EXERCISE — Write out only the tail of the records, beginning at the line containing "the white hard" and including the last line, exactly as written.

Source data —
—————
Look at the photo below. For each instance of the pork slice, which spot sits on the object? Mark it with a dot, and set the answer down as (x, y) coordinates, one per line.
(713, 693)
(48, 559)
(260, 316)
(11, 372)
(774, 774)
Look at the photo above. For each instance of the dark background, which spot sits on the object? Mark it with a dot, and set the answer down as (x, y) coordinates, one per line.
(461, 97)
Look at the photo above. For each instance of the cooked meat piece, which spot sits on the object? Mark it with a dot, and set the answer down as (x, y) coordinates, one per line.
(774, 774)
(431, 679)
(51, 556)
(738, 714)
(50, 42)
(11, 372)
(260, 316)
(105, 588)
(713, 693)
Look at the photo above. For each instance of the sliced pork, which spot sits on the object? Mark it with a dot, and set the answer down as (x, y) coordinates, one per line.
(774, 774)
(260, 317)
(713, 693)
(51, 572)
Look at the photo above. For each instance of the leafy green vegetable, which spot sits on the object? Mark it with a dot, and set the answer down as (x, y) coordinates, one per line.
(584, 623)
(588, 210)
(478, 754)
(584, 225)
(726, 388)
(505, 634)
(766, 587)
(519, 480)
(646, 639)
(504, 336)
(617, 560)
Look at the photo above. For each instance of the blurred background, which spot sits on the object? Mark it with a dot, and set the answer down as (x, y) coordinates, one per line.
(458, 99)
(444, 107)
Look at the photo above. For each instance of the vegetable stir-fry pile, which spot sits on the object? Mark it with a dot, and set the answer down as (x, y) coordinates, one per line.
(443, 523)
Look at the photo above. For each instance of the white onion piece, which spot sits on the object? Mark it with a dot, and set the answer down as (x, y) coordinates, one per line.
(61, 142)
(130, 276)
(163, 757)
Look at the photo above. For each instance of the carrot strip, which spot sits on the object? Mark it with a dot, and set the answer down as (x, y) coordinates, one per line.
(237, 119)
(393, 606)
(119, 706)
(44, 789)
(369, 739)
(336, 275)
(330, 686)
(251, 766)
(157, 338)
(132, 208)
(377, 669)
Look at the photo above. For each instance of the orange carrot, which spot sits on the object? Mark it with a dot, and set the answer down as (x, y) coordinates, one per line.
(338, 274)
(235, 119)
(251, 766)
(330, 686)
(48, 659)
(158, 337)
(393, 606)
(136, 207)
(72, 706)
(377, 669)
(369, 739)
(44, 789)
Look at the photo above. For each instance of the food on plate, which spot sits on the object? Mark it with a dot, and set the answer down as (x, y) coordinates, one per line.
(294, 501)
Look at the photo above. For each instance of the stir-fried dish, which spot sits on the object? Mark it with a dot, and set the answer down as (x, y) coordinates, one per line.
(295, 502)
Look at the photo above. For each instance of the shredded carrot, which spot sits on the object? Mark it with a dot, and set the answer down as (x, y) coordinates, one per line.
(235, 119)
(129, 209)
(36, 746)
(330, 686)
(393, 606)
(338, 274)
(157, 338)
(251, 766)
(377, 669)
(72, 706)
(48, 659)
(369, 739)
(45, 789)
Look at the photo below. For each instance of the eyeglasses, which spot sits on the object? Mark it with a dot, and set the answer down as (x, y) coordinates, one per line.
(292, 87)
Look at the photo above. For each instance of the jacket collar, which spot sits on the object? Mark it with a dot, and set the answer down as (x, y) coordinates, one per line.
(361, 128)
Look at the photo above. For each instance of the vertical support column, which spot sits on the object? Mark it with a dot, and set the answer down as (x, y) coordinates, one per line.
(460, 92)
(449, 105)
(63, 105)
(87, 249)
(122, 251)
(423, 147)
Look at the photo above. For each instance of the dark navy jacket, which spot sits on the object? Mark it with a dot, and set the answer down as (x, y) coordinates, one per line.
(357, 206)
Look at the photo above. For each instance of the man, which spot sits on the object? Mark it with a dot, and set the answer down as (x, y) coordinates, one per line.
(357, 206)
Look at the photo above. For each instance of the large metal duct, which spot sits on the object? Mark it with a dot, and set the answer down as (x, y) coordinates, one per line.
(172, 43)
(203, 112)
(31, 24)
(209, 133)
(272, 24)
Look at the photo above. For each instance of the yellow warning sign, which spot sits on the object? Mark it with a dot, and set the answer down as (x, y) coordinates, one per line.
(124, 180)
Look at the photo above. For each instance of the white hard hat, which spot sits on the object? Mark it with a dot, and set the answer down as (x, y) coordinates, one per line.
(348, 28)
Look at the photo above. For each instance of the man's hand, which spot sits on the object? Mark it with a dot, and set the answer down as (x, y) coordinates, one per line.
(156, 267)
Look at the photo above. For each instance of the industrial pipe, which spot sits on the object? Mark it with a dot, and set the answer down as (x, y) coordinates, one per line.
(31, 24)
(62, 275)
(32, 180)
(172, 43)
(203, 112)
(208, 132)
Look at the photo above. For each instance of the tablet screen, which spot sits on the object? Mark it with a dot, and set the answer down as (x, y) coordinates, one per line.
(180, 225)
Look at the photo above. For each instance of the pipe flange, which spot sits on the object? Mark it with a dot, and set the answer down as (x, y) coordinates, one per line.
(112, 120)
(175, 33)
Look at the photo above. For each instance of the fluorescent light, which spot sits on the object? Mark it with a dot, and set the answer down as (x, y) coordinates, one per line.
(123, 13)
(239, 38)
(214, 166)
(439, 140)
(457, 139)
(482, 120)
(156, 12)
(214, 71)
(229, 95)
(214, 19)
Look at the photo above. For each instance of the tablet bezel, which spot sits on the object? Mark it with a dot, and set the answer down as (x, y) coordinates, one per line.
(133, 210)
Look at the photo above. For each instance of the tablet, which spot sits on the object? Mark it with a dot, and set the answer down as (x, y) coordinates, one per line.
—————
RESULT FOR THIS TASK —
Look at the photo above. For each instance of the white hard hat, which spot sits on the object? Mark it with a dot, and set the answer down as (x, y) coordinates, one per line.
(348, 28)
Look at the photo above. For each instance of the man's hand, which spot sits on the object? Mark it with a dot, and set the answer down as (x, y) coordinates, one per line.
(156, 267)
Look at the photo above. For each instance of the industrial pipe, which spot sits on the object? Mark it with a dot, and set the answer down as (x, y) coordinates, one per line.
(31, 24)
(62, 275)
(32, 180)
(172, 43)
(203, 112)
(208, 132)
Look at the photo above. For each instance of the tablet screen, which spot sits on the object? Mark it with a dot, and set the answer down as (x, y) coordinates, one per line.
(180, 225)
Look at the photo above. For each instance of the pipe flange, which spot sits on the object? Mark it with a dot, and set the answer down as (x, y) coordinates, one per line.
(112, 120)
(175, 33)
Look at the photo above. For each instance of the fluorescent light, which spot sits on the object? Mark it with a dot, and set the answer down as (x, y) coordinates, one per line.
(123, 13)
(239, 38)
(214, 166)
(439, 140)
(457, 139)
(482, 120)
(156, 12)
(214, 71)
(229, 95)
(214, 19)
Look at the photo above. For each instance of the tablet bezel, which spot sits on the object? Mark it with a dot, and set the answer down as (x, y) coordinates, one per line.
(133, 210)
Look at the photo above. For each instance of the tablet, which spot sits on the object? Mark it with a dot, and set the answer down as (x, y) coordinates, one per line.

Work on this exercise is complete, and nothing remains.